(Image point grounding data)

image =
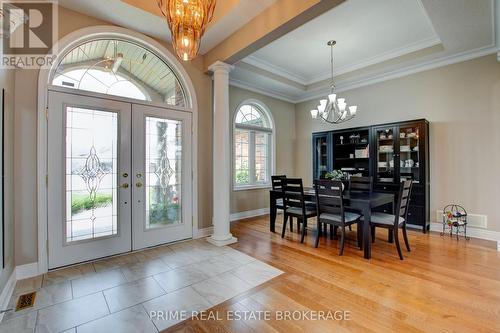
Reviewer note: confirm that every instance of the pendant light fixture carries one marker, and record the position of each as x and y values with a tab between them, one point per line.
333	110
187	20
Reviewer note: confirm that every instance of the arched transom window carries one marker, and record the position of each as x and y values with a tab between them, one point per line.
253	142
120	68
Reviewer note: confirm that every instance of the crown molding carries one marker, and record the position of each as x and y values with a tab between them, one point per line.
267	66
253	88
394	74
373	79
394	53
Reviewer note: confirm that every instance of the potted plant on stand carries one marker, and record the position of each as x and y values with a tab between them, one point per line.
337	175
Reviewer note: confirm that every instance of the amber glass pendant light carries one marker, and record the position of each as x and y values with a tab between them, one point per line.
187	20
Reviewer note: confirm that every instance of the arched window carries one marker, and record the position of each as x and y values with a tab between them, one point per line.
120	68
253	146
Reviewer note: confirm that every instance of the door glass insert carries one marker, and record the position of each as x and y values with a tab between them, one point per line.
163	172
91	174
321	146
385	155
409	152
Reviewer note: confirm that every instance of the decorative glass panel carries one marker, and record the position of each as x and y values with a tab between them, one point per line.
91	173
120	68
163	172
241	146
385	155
251	115
409	145
262	157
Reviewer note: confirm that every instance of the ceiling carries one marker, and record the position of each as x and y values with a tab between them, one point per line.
376	40
230	15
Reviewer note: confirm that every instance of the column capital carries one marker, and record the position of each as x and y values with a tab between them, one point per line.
220	66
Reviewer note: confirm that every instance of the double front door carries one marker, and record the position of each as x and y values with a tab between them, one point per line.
119	177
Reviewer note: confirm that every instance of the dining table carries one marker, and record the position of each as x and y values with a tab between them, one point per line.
362	202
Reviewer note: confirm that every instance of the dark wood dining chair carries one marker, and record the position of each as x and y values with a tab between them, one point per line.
295	205
277	185
330	210
361	184
394	222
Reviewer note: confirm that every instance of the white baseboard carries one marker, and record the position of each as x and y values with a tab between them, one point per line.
248	214
27	271
201	233
7	293
475	233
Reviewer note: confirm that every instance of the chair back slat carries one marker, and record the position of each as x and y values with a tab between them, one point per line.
361	184
277	182
403	200
329	197
293	192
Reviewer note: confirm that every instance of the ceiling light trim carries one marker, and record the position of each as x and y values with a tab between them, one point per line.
398	73
389	55
256	89
275	69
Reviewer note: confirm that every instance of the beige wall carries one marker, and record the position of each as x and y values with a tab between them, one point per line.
7	83
284	120
462	103
25	144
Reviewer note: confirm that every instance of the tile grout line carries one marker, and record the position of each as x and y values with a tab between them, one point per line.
150	319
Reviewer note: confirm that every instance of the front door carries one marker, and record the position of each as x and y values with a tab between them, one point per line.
112	187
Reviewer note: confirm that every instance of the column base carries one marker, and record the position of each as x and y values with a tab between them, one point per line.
222	242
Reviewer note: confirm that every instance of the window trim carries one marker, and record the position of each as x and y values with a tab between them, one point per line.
252	129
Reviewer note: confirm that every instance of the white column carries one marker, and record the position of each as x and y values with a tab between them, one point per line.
221	156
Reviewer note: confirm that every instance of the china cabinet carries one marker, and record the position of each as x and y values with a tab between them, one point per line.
390	153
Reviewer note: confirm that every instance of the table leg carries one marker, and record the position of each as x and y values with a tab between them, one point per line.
367	235
272	212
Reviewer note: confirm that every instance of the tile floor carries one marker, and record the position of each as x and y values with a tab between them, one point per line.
117	294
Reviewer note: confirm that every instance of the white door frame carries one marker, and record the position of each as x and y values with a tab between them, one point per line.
62	47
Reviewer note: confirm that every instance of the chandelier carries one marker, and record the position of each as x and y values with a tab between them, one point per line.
187	20
333	110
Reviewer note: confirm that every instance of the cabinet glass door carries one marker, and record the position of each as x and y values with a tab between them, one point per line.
321	156
386	152
409	146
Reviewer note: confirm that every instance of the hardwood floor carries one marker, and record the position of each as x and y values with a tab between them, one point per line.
441	286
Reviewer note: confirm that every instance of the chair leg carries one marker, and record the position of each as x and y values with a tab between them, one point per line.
405	237
390	237
284	226
359	235
396	240
342	241
304	222
316	243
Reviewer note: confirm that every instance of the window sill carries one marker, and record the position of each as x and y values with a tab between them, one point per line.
251	187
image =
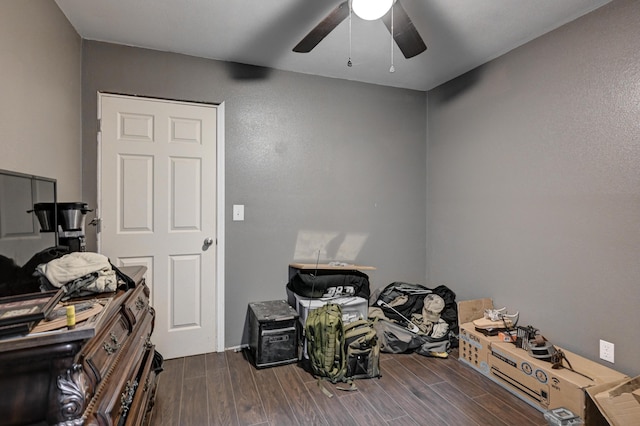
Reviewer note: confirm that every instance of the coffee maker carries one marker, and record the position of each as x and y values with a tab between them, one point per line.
70	220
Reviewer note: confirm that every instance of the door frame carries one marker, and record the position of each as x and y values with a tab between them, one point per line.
220	201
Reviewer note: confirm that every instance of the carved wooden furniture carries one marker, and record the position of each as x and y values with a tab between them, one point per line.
103	372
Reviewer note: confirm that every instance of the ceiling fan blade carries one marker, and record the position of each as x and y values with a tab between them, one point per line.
404	33
323	29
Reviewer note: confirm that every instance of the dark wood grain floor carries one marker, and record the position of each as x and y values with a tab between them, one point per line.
225	389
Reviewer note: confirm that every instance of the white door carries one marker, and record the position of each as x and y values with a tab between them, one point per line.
157	204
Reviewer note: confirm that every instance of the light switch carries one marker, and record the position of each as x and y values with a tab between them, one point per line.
238	212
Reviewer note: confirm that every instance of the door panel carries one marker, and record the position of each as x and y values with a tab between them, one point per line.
157	204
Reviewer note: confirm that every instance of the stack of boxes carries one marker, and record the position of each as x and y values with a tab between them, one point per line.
530	378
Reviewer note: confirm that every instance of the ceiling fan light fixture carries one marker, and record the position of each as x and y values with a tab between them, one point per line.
371	10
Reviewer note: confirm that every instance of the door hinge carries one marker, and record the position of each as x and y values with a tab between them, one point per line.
97	222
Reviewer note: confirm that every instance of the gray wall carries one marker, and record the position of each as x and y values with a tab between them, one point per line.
40	102
304	154
534	183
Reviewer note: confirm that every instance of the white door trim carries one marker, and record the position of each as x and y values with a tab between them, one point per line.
220	211
220	226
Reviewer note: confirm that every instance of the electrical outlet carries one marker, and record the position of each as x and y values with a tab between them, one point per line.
607	351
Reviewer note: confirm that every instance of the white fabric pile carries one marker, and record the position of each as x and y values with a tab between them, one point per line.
80	271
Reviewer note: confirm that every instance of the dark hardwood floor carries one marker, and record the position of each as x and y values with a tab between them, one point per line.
226	389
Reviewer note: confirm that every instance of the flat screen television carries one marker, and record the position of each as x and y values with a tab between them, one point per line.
21	236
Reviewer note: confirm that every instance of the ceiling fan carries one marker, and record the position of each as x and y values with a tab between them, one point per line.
404	32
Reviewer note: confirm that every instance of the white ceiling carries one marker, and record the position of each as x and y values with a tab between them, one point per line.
459	34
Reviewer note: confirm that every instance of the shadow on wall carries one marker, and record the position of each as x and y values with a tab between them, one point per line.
322	246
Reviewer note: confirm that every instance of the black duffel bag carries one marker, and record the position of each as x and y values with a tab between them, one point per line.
330	283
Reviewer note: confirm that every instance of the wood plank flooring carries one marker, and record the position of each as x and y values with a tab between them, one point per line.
225	389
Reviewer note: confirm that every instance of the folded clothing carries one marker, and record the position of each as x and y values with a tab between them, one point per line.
73	266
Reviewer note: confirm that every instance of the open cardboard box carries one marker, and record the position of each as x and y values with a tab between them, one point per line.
532	379
617	402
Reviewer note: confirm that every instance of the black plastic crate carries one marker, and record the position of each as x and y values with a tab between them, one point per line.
273	333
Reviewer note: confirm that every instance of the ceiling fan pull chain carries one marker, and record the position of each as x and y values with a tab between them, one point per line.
349	64
392	69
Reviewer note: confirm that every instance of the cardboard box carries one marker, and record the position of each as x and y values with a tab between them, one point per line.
535	381
532	379
617	402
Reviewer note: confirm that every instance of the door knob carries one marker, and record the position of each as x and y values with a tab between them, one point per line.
207	243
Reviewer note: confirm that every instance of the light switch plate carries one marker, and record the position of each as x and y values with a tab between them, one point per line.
238	212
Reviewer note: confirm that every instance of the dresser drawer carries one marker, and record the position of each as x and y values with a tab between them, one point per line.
139	407
124	380
137	304
104	349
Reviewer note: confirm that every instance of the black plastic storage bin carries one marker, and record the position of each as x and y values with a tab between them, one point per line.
273	334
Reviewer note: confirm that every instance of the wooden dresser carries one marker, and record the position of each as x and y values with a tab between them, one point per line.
103	372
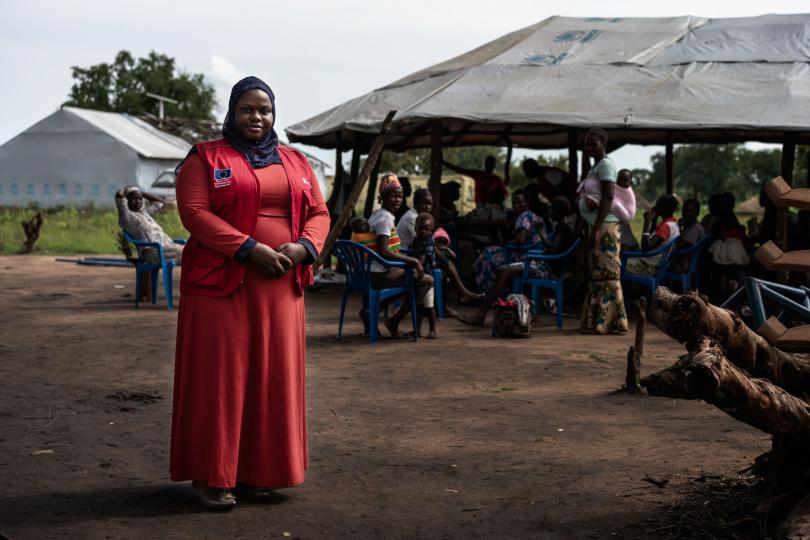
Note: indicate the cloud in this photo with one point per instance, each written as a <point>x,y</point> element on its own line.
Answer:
<point>224,74</point>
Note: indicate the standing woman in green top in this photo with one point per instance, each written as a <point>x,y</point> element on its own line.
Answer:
<point>603,311</point>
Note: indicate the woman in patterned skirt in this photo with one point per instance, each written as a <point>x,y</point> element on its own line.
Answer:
<point>603,310</point>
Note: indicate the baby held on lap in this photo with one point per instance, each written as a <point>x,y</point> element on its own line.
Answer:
<point>624,199</point>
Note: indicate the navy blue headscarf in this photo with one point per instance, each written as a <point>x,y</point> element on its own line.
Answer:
<point>260,153</point>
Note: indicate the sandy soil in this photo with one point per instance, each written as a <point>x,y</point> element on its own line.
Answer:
<point>463,437</point>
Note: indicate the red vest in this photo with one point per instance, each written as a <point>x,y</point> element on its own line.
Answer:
<point>236,198</point>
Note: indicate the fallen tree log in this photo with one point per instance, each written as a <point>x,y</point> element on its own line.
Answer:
<point>705,373</point>
<point>731,367</point>
<point>685,317</point>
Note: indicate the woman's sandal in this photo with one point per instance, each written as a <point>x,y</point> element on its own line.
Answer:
<point>221,500</point>
<point>253,493</point>
<point>472,299</point>
<point>395,335</point>
<point>471,321</point>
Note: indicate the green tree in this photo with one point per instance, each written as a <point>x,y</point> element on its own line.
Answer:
<point>701,170</point>
<point>417,162</point>
<point>122,86</point>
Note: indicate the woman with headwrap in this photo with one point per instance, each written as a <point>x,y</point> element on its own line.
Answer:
<point>382,223</point>
<point>603,310</point>
<point>257,220</point>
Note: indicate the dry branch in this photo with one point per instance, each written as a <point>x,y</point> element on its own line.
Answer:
<point>31,229</point>
<point>683,317</point>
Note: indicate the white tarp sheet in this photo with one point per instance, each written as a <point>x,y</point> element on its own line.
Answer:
<point>680,73</point>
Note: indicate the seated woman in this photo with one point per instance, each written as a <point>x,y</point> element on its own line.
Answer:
<point>655,234</point>
<point>561,240</point>
<point>135,217</point>
<point>446,260</point>
<point>527,224</point>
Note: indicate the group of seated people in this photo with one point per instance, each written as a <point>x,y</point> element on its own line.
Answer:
<point>542,216</point>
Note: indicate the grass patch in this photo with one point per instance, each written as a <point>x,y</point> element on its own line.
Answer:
<point>72,231</point>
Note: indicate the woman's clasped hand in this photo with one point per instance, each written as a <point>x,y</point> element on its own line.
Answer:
<point>270,262</point>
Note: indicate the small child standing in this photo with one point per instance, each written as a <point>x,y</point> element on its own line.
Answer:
<point>424,249</point>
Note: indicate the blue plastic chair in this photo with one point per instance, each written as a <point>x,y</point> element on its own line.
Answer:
<point>651,282</point>
<point>555,285</point>
<point>790,301</point>
<point>691,278</point>
<point>357,259</point>
<point>143,266</point>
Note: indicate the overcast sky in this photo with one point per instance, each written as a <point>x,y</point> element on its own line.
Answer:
<point>315,54</point>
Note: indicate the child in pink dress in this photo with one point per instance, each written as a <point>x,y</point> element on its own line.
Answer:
<point>624,199</point>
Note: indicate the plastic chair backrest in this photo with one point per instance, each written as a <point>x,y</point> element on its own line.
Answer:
<point>666,252</point>
<point>694,251</point>
<point>357,259</point>
<point>567,257</point>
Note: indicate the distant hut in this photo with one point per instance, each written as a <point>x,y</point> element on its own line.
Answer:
<point>80,157</point>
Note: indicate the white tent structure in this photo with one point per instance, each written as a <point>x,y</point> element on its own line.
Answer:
<point>80,157</point>
<point>645,80</point>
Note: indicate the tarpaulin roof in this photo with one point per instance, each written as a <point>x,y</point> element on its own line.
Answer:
<point>645,80</point>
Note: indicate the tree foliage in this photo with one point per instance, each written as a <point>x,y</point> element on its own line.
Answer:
<point>417,162</point>
<point>121,86</point>
<point>701,170</point>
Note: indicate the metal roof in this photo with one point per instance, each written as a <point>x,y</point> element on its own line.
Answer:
<point>147,141</point>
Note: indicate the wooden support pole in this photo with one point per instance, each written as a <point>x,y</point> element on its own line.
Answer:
<point>508,163</point>
<point>633,379</point>
<point>670,164</point>
<point>807,164</point>
<point>335,198</point>
<point>585,164</point>
<point>573,161</point>
<point>371,192</point>
<point>355,168</point>
<point>435,180</point>
<point>788,161</point>
<point>354,196</point>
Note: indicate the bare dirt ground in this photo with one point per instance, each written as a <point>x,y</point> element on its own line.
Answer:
<point>463,437</point>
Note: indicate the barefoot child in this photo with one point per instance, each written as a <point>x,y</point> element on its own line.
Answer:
<point>423,248</point>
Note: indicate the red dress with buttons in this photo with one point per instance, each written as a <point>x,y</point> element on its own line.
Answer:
<point>239,403</point>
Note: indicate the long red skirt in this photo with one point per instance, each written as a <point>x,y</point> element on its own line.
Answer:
<point>239,404</point>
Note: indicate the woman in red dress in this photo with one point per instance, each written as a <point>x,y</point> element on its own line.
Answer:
<point>257,221</point>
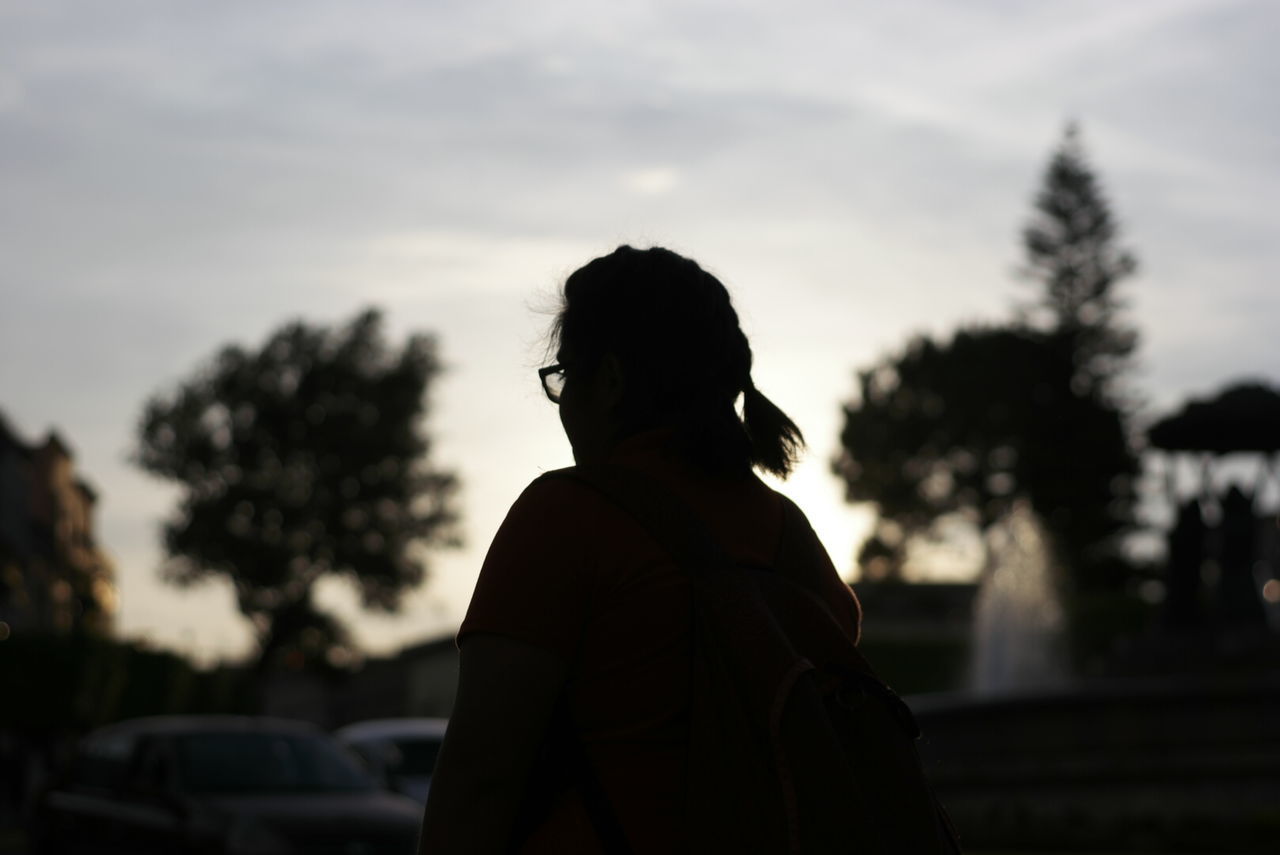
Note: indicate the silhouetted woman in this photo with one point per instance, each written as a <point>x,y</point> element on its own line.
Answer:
<point>574,689</point>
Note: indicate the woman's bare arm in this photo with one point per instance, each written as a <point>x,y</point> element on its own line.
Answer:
<point>506,693</point>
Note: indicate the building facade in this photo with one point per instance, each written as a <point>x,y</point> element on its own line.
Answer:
<point>54,577</point>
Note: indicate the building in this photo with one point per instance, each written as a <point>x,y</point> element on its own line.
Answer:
<point>54,577</point>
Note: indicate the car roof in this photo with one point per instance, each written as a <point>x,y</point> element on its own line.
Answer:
<point>183,725</point>
<point>385,728</point>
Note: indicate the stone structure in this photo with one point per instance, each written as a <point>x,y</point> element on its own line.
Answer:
<point>54,577</point>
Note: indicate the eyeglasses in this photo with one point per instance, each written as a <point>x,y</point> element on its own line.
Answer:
<point>553,380</point>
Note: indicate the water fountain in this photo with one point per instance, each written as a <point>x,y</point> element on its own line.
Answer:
<point>1018,617</point>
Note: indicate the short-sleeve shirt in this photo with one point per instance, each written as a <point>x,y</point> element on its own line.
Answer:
<point>571,572</point>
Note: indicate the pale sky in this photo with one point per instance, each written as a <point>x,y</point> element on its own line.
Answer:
<point>178,175</point>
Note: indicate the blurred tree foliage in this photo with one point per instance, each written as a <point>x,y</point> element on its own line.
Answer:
<point>300,460</point>
<point>1027,410</point>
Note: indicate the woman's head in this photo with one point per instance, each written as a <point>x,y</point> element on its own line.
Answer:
<point>657,337</point>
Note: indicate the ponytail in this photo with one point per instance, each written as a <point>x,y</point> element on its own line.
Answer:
<point>776,442</point>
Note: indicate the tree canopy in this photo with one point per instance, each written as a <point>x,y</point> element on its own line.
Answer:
<point>1027,408</point>
<point>298,460</point>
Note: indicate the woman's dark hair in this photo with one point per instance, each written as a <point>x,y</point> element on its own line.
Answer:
<point>673,330</point>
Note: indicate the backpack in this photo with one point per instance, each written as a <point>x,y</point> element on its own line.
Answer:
<point>795,745</point>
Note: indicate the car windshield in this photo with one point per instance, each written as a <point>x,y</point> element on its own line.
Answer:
<point>414,757</point>
<point>254,763</point>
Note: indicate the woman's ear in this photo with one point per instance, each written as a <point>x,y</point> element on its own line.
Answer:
<point>611,382</point>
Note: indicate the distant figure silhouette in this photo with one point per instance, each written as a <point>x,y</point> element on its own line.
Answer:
<point>1183,607</point>
<point>1239,593</point>
<point>580,723</point>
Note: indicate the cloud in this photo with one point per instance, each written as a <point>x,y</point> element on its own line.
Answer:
<point>650,181</point>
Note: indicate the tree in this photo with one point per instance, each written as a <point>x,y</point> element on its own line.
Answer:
<point>967,425</point>
<point>300,460</point>
<point>1074,260</point>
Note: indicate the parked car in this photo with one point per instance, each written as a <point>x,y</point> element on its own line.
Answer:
<point>219,785</point>
<point>398,751</point>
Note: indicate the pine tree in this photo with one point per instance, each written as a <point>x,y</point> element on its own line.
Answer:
<point>1074,257</point>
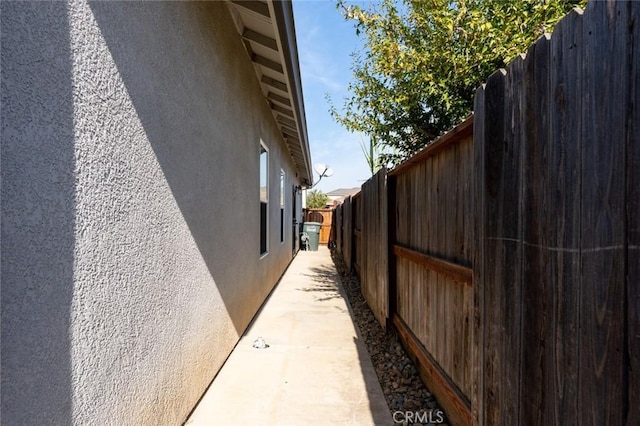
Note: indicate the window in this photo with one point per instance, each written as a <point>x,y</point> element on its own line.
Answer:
<point>264,199</point>
<point>282,179</point>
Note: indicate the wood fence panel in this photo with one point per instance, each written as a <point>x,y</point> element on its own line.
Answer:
<point>324,217</point>
<point>502,254</point>
<point>633,229</point>
<point>528,114</point>
<point>432,259</point>
<point>374,245</point>
<point>338,227</point>
<point>556,224</point>
<point>356,247</point>
<point>478,253</point>
<point>602,369</point>
<point>347,235</point>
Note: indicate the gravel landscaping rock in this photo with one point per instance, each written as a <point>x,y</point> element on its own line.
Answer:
<point>406,395</point>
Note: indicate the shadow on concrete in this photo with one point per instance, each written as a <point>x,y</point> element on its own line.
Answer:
<point>38,213</point>
<point>325,282</point>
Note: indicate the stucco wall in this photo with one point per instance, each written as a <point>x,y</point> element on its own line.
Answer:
<point>130,208</point>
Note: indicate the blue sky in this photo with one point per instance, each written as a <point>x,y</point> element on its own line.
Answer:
<point>325,43</point>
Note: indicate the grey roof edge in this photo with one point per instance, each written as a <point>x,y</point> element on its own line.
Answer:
<point>284,21</point>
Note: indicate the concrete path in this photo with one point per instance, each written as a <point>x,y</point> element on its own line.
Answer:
<point>316,369</point>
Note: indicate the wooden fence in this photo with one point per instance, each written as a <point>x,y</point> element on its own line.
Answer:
<point>513,242</point>
<point>325,218</point>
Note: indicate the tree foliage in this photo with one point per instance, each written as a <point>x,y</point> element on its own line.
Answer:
<point>317,199</point>
<point>423,61</point>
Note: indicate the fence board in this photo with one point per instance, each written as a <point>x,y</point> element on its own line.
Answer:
<point>529,84</point>
<point>374,245</point>
<point>479,220</point>
<point>324,217</point>
<point>603,234</point>
<point>502,254</point>
<point>633,227</point>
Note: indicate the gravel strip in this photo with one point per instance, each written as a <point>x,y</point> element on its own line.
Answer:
<point>409,400</point>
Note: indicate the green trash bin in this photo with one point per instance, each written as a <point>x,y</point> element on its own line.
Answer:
<point>312,231</point>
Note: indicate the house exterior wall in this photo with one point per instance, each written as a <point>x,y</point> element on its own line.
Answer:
<point>130,207</point>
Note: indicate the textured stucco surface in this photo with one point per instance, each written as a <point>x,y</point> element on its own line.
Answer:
<point>130,212</point>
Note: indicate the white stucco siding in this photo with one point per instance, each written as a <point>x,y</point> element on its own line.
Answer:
<point>166,117</point>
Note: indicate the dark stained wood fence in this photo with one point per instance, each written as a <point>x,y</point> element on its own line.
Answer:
<point>513,242</point>
<point>555,151</point>
<point>372,245</point>
<point>432,257</point>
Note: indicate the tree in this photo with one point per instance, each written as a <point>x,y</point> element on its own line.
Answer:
<point>424,59</point>
<point>317,199</point>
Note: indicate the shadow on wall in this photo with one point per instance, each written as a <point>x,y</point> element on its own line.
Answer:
<point>183,93</point>
<point>38,205</point>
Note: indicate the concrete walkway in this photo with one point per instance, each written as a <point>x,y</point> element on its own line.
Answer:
<point>316,369</point>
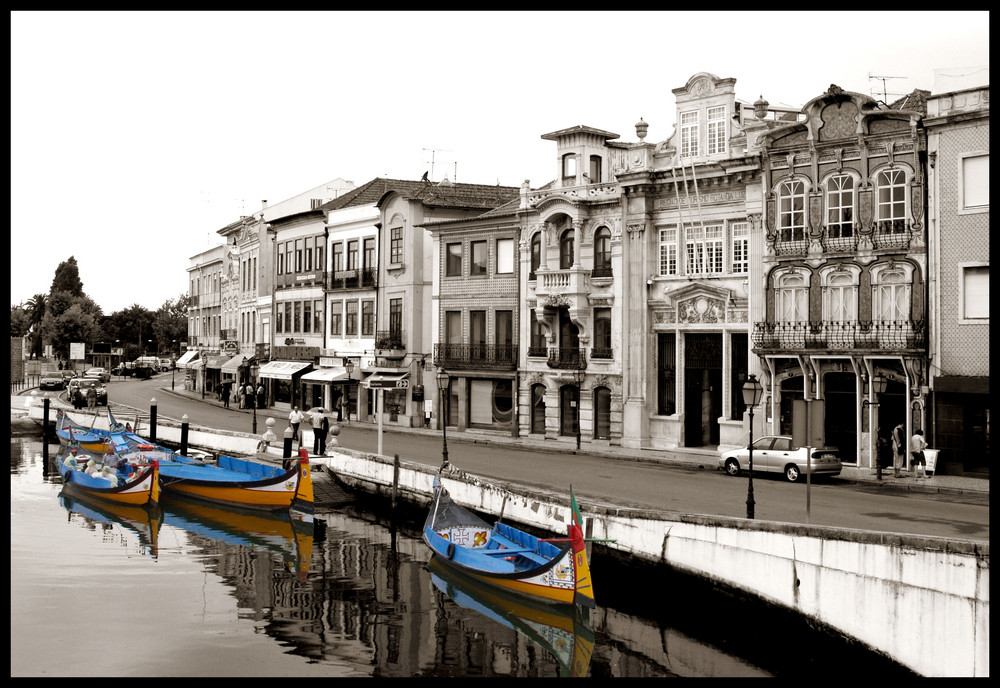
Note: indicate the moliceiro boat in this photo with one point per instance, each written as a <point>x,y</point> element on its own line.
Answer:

▸ TASK OBJECTIVE:
Wherever the string "skirt" appears in the data above, copy the line it sits in.

▸ RESPONSE TO THE TASK:
Note: indicate the woman in patterned skirt in this photo with one point per instance, each written as a <point>x,y</point> element on its own line.
Note: indicate the long red skirt in this photo with one point per instance, each written as a <point>x,y</point> element on its own line.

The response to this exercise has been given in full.